- How to complete this task -
Answer from the bailout-culture text:
(a) What was the original loan amount for AIG, and to what figure has it grown?
(b) How many new jobs does the American Shore & Beach Preservation Association say $5 billion for water resource projects would create?
(c) Roughly how much in mortgage guarantees are the U.S. Treasury and the Federal Deposit Insurance Corp. considering?

- Source text -
□ □ □ □
Yet while Americans seem to drool over future welfare spending (a.k.a. free lunch), nobody seems to ask who is going to pay for these or how will it be paid or funded?

The Emerging American Bailout Culture

It is my assumption that most of the Americans are aware of the current crisis, such that the US Congress rapidly passed a fiscal bailout package called the Emergency Economic Act of 2008.

In November of 2006, William Poole, president of the Federal Reserve Bank of St. Louis presciently noted in a panel discussion, “Everyone knows that a policy of bailouts will increase their number.

How true it is today. Proof?

AIG, which had been originally been accorded a loan of $85 billion in exchange for a government guarantee on its liabilities and a management takeover, has now ballooned to $123 billion (New York Times).

Next are the Bond insurers currently seeking shelter under the current TARF program. According to the Wall Street Journal, ``Bond insurers are urging the government to reinsure their battered portfolios, the latest push by the industry to seek relief under the Treasury's $700 billion financial rescue.”

The US government bailout has expanded its reach outside the banking sector to include credit card issuer Capital One Financial (Australian News) which implies that as a precedent, the next step will probably be an industry wide approach.

Then you have a hodgepodge of interest groups vying for the next bailout. Excerpts from the Hill.com

-A diverse collection of interests — from city transit officials to labor unions to “clean tech” advocates — are clamoring to be added to the second stimulus package Congress may consider after the election.

-Labor groups, meanwhile, want the stimulus bill to pay for new road and bridge construction to put people to work.

-The National Governors Association and the National League of Cities among others on Tuesday wrote to House and Senate leadership, asking them to raise the federal matching rate for Medicaid payments and to increase the money spent on infrastructure projects.

-Lobbyists for these groups argue that more federal spending would help minimize the job losses from a recession. In a white paper being circulated on Capitol Hill, the American Shore & Beach Preservation Association, for example, says $5 billion for water resource projects would create 140,000 new jobs.

Then you have the US government indicating more guarantees for troubled mortgages. This from Bloomberg, ``The U.S. Treasury and the Federal Deposit Insurance Corp. are considering a program that may offer about $500 billion in guarantees for troubled mortgages to stem record foreclosures, people familiar with the matter said.
□ □ □ □
- Material provided -
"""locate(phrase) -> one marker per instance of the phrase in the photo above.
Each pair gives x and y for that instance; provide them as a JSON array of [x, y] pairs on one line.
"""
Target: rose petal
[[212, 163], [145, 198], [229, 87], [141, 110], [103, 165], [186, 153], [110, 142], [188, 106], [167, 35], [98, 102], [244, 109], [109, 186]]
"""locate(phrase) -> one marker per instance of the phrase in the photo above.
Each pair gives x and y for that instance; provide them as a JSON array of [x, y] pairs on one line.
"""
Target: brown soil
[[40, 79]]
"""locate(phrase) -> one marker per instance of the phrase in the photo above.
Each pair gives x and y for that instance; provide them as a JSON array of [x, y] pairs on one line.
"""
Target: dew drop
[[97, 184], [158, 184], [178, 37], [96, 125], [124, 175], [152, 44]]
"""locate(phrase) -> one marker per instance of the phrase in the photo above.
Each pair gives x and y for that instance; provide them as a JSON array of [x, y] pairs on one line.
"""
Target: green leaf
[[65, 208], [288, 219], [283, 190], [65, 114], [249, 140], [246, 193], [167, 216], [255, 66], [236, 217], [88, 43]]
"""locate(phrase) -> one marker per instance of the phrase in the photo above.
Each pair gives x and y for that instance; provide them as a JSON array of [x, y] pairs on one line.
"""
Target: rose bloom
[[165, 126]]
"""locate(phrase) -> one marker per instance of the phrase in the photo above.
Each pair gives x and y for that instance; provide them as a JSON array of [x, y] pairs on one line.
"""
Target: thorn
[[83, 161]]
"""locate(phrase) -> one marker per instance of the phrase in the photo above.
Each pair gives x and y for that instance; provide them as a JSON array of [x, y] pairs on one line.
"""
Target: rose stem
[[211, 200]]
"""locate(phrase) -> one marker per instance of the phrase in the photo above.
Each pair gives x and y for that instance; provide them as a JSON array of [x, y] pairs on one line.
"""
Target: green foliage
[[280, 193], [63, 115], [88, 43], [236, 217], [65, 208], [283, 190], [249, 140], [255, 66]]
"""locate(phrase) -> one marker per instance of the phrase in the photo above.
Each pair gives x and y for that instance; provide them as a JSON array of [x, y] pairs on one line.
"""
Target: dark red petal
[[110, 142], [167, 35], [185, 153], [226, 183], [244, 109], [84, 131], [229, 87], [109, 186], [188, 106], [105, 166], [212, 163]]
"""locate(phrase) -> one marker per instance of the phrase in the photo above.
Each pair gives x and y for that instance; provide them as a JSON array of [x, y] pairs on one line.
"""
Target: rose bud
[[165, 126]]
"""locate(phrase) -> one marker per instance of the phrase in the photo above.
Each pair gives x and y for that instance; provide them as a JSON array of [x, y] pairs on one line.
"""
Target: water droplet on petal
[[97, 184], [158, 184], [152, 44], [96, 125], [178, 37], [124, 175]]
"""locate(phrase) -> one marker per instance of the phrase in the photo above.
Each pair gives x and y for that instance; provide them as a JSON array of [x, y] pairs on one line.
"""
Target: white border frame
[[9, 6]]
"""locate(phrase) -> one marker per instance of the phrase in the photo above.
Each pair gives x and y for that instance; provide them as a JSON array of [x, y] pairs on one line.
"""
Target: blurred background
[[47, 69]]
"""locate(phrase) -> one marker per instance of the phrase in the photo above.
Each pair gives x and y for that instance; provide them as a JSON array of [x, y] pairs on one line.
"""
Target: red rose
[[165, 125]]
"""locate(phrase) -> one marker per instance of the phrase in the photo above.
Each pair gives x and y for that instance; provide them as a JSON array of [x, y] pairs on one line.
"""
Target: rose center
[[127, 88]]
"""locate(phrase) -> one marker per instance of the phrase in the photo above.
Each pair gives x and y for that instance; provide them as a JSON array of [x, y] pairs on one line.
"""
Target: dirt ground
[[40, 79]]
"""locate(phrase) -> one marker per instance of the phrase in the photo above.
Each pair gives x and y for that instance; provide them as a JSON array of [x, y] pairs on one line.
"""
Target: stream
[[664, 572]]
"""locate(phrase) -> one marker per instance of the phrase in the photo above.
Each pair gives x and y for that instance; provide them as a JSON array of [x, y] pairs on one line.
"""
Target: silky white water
□ □ □ □
- Answer to this problem -
(a) $85 billion, grown to $123 billion.
(b) 140,000 new jobs.
(c) About $500 billion.